— begin Source —

Data centers can't always keep up with the load and need smarter solutions. We prove that CXL technology can help to overcome data and energy challenges.

What is CXL, and how does it manage data?

Engineers aim to build scalable systems, like supercomputers, that can handle any task. NVIDIA dominates the market thanks to its scalable architecture based on GPUs for complex tasks and active use of open-source code. However, this is not the final solution. NVIDIA's success is driven by the high demand for computing resources, AI, cryptocurrencies, and cloud services, but it is built on its proprietary architecture.

CXL, which stands for Compute Express Link, provides a flexible and scalable alternative. It is an open standard for connecting CPUs, devices, and memory at high speed and capacity. PCI Express (PCIe) technology, which connects internal components like graphics cards and storage controllers to the motherboard, forms the foundation of CXL.

A consortium of tech companies, including Intel, AMD, and Arm, developed this technology, with Microchip Technology serving as a dominant player.

CXL is not limited to one specific tool and can work with different platforms, including NVIDIA products and other chips. It combines various tools into a single, scalable platform.

In comparison to other architectures, CXL wins in scalability. While many companies produce electronic chips, managing them with software is challenging. CXL links all nodes into one unified architecture and fine-tunes each part. Recent CXL updates include new standards and chips that make this possible. Data moves point-to-point at high speeds with minimal energy use—one of CXL’s main benefits.

Now that the CXL 3.1 specification is available, it advances previous versions with improved resource efficiency. Technology also provides secure on-demand computing environments, extends memory partitioning and pooling to minimize unused memory, and supports memory sharing between GPU accelerators.

CXL components

The CXL standard includes three main protocols:

The CXL.cache allows the GPU or FPGA to store data temporarily, perform tasks, and then return it to the main processor for further data processing.
CXL.mem configures the memory connected via CXL, simplifying its use for software as it would be with regular memory but with much less latency.
CXL.io refers to the existing PCIe standard but with adjustments to improve performance in CXL applications.

CXL benefits

The CXL is flexible; it automatically switches between PCIe and CXL protocols depending on the needs of the connected devices. In this way, a wide range of configurations can be created with the same hardware.

— end Source —
— begin Dataset entries —

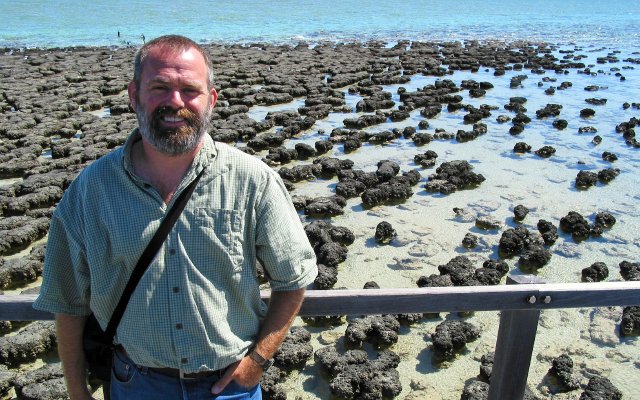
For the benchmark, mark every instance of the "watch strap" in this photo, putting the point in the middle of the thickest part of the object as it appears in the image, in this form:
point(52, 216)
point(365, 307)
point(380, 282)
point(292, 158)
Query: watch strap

— end Dataset entries —

** Short exercise **
List the main protocols of the CXL standard that the passage on Compute Express Link names.

** Task response **
CXL.cache, CXL.mem, CXL.io